STATED EXERCISE: Can you transcribe, word for word, the part of the Parallel TRAM paper below from "# Design and" to "for rapid prototyping."?

TEXT SEGMENT:
========================================
# Design and Implementation of Parallel TRAM

Kazuhiro Ogata, Masaru Kondo, Shigenori Ioroi and Kokichi Futatsugi

JAIST, JAPAN ({ogata, m-kondo, ioroi, kokichi}@jaist.ac.jp)

#### 1 Introduction

Algebraic specifications, introduced in the mid 70's as a method of modeling and specifying abstract data types, has been widely attracting attention since they have exact semantics and the ability to verify and reason about specifications of software systems. In addition, since specifications written in algebraic specification languages can be executed on stock hardware, the specification languages can be used as tools for rapid prototyping.

TRAM[7] is an abstract machine for order-sorted conditional term rewriting systems (OSCTRSs). The OSCTRSs[5] can serve as a general computation model for advanced algebraic specification languages such as OBJ[6] and CafeOBJ[2]. TRAM adopts the *E-strategy*[6] as its reduction strategy. Parallel TRAM is a parallel variant of TRAM that is designed to be executed on sharedmemory multiprocessors. In Parallel TRAM, parallelism directives are specified by using the *Parallel E-strategy* that is an extension of the *E-strategy*. The Parallel *E-strategy* may control parallelism suitably by combining conditions. In this paper, we describe the design and implementation of Parallel TRAM and assess the current implementation on OMRON LUNA-88K<sup>2</sup>.
========================================
INFORMATION SHOWN:
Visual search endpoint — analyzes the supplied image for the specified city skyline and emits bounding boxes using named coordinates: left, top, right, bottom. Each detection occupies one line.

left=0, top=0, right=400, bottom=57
========================================
WRITTEN ANSWER:
# Design and Implementation of Parallel TRAM

Kazuhiro Ogata, Masaru Kondo, Shigenori Ioroi and Kokichi Futatsugi

JAIST, JAPAN ({ogata, m-kondo, ioroi, kokichi}@jaist.ac.jp)

#### 1 Introduction

Algebraic specifications, introduced in the mid 70's as a method of modeling and specifying abstract data types, has been widely attracting attention since they have exact semantics and the ability to verify and reason about specifications of software systems. In addition, since specifications written in algebraic specification languages can be executed on stock hardware, the specification languages can be used as tools for rapid prototyping.